[Work to be completed]
Copy the rows word for word, starting at the line that contains "Check that one keypoint sits on every instance of the metal" and ending with the final line of the rows.

[Supplied records]
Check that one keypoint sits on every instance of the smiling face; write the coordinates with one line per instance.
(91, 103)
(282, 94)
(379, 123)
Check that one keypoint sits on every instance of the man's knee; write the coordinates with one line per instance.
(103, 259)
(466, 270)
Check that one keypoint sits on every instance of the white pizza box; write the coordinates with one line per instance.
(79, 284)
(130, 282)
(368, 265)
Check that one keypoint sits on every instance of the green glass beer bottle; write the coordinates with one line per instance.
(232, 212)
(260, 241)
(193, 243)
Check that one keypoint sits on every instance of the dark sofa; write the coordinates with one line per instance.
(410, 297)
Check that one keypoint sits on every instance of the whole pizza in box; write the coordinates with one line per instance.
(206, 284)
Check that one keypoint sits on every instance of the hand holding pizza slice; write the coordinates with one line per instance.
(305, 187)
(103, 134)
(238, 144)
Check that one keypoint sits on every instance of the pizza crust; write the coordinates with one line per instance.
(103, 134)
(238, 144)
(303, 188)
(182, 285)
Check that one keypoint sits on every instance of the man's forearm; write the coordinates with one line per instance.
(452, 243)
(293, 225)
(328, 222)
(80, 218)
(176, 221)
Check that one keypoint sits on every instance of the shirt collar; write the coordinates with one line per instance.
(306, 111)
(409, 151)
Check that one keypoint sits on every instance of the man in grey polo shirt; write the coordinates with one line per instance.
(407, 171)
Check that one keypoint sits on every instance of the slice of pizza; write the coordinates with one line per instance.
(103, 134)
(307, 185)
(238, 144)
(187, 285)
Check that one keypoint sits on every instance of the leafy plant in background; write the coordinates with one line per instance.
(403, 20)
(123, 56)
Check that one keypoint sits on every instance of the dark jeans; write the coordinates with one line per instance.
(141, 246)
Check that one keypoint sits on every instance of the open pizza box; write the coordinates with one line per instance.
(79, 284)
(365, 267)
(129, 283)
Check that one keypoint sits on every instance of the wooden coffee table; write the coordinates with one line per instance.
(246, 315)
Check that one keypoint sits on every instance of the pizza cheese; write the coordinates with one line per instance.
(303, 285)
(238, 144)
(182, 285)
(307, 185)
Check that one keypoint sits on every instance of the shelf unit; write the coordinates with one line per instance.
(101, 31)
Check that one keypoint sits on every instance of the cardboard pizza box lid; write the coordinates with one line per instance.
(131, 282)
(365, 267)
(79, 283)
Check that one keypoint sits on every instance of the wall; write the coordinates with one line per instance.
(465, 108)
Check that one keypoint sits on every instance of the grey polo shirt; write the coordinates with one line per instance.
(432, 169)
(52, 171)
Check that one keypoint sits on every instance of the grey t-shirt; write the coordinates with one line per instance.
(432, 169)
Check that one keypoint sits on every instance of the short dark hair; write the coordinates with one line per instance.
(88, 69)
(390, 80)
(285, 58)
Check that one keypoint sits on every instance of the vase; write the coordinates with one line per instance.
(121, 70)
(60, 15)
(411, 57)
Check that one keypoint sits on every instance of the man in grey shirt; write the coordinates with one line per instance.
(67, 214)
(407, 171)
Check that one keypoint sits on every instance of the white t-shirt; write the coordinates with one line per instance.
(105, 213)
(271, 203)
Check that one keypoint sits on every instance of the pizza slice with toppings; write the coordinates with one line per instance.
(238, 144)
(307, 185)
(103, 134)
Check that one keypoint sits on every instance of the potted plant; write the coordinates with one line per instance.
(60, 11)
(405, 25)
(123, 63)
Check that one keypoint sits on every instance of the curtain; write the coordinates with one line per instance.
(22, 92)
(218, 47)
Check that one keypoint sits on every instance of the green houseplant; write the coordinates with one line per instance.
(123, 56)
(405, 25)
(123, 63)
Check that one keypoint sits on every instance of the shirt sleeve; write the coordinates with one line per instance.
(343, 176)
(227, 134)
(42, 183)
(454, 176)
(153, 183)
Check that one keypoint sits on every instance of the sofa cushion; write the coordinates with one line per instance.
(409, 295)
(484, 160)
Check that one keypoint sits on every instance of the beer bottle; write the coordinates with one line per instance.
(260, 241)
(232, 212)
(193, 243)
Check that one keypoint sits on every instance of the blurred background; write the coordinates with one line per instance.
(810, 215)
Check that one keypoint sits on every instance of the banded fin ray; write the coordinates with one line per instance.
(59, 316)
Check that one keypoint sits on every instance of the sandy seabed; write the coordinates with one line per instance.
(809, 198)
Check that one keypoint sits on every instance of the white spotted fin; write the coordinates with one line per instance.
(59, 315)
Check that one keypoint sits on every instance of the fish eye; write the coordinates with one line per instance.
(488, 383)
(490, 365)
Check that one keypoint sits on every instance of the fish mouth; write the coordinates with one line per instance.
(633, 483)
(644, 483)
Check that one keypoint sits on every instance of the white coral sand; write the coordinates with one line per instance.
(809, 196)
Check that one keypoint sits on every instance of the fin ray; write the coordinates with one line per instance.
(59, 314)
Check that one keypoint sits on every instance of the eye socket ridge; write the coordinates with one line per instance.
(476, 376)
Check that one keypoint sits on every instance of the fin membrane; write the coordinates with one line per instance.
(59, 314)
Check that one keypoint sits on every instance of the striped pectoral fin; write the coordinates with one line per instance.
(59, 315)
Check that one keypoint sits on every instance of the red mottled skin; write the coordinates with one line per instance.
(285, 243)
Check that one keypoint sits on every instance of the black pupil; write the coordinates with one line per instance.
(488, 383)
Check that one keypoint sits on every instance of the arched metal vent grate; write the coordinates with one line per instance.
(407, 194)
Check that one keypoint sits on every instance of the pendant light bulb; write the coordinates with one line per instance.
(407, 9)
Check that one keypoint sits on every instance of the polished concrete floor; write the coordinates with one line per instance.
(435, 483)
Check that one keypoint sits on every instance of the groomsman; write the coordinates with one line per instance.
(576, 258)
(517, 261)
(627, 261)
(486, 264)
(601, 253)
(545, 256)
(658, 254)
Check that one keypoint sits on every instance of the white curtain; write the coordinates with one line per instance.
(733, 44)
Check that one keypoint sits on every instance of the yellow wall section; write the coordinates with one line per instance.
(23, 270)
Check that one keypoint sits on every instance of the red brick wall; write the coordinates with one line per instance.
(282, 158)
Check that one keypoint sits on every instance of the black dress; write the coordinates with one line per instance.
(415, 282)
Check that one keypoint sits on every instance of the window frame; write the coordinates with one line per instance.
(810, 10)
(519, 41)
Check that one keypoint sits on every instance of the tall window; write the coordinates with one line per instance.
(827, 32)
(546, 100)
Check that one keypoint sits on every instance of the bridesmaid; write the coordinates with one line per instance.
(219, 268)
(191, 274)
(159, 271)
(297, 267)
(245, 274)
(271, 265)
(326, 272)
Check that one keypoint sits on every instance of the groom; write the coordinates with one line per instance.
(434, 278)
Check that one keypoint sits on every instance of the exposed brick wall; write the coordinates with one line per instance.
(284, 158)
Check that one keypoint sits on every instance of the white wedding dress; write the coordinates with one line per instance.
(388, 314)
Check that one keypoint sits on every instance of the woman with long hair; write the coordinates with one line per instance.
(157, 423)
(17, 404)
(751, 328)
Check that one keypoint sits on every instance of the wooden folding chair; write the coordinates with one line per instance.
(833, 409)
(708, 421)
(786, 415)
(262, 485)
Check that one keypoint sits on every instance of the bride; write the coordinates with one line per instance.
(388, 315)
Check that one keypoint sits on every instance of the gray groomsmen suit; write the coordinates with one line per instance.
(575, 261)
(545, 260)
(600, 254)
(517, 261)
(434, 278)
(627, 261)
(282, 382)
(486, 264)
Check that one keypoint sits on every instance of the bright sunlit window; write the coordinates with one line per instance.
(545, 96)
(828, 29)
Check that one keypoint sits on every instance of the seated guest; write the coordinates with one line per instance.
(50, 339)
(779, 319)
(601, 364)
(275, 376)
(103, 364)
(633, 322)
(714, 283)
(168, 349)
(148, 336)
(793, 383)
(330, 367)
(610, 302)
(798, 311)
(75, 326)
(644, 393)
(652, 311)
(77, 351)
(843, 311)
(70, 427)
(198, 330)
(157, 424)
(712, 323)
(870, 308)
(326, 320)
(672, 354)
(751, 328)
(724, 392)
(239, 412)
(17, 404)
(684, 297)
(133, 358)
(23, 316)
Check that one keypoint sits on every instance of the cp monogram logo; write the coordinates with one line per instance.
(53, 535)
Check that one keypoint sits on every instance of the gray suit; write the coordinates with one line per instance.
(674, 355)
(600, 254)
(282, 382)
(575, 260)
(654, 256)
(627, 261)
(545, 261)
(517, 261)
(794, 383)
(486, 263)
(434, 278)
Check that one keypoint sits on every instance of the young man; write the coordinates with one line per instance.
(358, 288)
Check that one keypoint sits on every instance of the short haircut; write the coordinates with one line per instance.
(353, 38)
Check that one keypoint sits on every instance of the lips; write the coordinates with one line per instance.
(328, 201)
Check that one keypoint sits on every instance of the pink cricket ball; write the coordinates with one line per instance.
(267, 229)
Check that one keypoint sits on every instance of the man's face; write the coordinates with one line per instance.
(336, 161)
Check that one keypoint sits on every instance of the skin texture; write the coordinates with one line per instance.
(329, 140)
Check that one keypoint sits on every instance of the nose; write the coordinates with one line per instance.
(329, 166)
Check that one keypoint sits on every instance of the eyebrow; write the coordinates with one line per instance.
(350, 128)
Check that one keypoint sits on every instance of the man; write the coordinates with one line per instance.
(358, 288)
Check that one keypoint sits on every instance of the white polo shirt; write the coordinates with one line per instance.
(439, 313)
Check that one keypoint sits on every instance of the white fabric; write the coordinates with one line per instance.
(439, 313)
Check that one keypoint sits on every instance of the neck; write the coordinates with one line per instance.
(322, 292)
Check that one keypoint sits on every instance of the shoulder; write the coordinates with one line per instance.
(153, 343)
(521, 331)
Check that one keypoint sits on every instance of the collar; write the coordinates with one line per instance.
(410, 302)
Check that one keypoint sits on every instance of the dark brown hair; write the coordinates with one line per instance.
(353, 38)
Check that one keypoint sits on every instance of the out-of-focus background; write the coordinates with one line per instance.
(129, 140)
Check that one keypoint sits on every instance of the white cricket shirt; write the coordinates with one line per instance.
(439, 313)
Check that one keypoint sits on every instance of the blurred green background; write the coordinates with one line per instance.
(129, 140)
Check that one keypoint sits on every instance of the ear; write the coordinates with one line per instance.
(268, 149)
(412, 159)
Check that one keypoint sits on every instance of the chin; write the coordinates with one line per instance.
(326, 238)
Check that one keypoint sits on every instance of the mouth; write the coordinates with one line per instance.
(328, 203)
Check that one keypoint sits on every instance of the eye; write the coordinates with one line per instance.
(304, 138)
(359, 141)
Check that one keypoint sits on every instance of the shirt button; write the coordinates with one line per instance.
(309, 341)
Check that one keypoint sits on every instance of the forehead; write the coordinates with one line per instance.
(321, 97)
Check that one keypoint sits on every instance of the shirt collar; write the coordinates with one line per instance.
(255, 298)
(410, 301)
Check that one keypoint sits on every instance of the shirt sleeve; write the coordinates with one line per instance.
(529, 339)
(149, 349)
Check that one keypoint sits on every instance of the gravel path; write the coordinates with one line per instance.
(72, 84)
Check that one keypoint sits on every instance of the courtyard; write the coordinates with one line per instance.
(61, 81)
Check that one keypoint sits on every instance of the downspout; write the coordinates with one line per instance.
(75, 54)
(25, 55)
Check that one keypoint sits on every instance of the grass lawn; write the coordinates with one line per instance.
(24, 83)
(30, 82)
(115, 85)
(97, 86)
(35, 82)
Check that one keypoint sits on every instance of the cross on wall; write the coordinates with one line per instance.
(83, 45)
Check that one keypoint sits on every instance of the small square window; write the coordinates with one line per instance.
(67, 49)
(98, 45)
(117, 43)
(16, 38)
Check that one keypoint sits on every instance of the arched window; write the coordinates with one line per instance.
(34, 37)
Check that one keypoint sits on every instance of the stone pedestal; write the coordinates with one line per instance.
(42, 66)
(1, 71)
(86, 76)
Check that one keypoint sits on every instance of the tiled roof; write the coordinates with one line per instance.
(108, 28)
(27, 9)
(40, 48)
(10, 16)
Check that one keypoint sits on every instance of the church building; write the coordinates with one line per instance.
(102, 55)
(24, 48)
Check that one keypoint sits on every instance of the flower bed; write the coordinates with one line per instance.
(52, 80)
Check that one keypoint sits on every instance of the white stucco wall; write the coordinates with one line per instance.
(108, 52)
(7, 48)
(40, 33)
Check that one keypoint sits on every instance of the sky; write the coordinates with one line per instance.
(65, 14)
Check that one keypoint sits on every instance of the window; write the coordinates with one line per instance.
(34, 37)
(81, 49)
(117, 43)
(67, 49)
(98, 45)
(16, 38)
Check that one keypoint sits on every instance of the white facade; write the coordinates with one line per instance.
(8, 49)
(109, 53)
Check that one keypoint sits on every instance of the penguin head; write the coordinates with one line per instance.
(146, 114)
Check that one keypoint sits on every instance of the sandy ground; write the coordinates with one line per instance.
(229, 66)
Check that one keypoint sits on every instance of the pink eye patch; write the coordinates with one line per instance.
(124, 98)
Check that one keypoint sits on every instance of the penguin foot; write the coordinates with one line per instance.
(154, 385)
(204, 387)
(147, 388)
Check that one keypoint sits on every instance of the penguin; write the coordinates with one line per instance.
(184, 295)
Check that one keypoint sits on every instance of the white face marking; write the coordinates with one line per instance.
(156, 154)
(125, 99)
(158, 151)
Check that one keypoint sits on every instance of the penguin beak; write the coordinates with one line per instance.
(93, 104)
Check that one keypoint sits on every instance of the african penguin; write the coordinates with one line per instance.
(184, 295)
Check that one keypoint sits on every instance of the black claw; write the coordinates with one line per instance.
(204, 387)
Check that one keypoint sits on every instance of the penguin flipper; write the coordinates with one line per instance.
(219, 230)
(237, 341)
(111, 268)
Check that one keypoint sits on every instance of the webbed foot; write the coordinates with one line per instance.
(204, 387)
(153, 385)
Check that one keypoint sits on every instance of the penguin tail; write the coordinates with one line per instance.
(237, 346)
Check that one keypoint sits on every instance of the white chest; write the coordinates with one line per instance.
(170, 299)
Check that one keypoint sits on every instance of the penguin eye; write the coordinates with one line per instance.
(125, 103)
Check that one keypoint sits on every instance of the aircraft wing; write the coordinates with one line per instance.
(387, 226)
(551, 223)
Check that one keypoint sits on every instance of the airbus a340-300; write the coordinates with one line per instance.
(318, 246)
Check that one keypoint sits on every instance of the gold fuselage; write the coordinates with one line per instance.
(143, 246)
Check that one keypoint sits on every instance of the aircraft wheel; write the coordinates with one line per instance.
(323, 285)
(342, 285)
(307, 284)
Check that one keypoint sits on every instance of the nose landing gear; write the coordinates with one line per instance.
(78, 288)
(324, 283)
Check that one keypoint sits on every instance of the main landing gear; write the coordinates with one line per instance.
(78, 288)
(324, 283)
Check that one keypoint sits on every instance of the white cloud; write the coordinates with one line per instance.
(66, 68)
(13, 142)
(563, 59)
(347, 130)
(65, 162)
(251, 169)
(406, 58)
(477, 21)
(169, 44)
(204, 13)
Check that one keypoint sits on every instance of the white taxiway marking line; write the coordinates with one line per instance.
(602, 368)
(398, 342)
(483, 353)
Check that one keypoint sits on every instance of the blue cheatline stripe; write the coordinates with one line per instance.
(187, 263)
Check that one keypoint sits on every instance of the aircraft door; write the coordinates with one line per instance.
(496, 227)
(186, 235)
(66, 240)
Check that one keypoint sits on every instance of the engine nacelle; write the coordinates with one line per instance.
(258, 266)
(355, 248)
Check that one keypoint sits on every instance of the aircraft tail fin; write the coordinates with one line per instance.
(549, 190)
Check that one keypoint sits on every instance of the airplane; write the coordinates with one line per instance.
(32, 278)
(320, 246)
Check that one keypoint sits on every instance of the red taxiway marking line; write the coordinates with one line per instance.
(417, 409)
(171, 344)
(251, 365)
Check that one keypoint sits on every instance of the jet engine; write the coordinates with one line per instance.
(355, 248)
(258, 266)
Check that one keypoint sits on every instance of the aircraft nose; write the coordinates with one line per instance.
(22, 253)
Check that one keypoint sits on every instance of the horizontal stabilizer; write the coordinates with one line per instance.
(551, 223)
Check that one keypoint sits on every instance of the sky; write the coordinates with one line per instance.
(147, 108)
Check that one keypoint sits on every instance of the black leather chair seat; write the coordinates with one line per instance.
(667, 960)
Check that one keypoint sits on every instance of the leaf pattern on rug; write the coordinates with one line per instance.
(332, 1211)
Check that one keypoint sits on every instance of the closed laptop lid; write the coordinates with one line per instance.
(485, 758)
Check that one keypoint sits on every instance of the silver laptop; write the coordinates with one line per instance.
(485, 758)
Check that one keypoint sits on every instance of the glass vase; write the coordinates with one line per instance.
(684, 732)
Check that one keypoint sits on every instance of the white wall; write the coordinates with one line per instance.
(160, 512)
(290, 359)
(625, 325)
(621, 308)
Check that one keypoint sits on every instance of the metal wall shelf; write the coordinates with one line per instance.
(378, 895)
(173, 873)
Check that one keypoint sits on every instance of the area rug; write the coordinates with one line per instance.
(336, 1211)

[Full answer]
Check that one keypoint sits on every instance of the metal wall shelf; write the coordinates with one line per instance.
(378, 895)
(173, 873)
Check that one keypoint sits on every instance of the area rug; write the coordinates with one line per instance.
(336, 1211)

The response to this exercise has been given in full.